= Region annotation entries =
..............................

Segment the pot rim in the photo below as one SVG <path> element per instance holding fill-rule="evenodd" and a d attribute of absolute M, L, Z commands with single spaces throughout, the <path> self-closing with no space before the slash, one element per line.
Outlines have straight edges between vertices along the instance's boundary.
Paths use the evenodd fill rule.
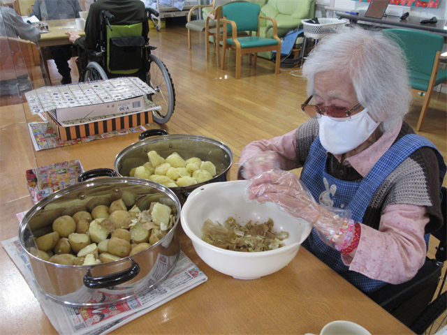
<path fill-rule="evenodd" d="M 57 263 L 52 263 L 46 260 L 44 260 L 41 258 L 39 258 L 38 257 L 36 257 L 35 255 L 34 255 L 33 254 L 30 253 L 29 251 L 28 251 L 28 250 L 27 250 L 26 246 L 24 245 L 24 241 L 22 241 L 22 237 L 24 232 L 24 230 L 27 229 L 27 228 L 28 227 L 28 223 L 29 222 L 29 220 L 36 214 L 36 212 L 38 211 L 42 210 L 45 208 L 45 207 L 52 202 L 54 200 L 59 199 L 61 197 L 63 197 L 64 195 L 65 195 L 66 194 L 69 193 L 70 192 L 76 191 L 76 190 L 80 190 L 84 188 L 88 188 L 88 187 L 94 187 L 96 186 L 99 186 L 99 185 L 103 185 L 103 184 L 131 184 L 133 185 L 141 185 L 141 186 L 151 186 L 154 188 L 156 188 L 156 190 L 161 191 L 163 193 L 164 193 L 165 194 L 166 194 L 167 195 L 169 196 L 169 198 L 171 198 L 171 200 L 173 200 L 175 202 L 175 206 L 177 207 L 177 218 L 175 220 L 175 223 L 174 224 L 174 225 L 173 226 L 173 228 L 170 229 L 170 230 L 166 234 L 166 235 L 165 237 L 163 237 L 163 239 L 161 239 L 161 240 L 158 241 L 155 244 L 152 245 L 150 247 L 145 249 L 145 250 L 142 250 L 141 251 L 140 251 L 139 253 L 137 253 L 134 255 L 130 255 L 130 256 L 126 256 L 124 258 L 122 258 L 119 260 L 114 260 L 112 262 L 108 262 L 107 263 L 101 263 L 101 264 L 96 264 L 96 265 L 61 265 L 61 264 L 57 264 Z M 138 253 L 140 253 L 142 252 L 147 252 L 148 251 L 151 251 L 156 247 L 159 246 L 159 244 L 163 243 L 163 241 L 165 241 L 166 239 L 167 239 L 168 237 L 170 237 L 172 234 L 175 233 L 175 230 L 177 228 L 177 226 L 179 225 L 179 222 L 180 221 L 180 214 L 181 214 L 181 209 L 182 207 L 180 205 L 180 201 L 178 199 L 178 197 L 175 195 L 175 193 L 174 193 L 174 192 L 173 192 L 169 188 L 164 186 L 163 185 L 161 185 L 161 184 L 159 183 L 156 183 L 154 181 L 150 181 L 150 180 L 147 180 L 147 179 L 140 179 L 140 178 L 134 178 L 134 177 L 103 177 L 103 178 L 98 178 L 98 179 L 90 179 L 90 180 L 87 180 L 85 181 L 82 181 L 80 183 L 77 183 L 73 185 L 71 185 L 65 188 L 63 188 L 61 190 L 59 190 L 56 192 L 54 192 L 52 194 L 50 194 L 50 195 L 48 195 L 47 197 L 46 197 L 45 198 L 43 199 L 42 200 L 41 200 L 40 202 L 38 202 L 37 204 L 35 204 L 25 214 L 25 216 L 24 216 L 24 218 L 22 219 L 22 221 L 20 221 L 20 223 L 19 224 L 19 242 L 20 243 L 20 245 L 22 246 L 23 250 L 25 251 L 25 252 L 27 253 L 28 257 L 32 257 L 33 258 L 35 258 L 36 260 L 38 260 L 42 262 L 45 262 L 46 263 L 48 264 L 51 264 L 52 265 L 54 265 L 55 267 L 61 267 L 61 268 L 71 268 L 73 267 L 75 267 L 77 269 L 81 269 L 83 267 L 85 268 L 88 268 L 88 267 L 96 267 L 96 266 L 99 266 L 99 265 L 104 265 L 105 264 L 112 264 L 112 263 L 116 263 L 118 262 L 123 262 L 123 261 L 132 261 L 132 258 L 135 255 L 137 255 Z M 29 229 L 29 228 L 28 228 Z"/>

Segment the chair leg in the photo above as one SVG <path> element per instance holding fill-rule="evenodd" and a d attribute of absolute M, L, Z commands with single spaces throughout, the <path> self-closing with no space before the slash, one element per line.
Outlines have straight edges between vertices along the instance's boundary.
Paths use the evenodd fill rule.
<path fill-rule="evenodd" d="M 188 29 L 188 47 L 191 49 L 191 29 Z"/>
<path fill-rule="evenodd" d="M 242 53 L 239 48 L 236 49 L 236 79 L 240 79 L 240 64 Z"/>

..............................

Put the lines of the material above, from the line containing "Segment the chair" through the end of the material, into a Markdown table with the columns Row and Line. Both ends are included, and blank lines are omitted.

| Row | Line |
|---|---|
| 1 | Segment the chair leg in the photo above as one SVG <path> element per instance holding fill-rule="evenodd" and a d attribute of absolute M, L, Z commands with single spaces throughout, the <path> self-closing with no space before the slash, one element per line. |
| 2 | Outlines have straight edges between vertices along the instance's boundary. |
| 3 | Paths use the evenodd fill rule. |
| 4 | <path fill-rule="evenodd" d="M 188 29 L 188 47 L 191 49 L 191 29 Z"/> |
| 5 | <path fill-rule="evenodd" d="M 242 53 L 239 48 L 236 49 L 236 79 L 240 79 L 240 64 Z"/> |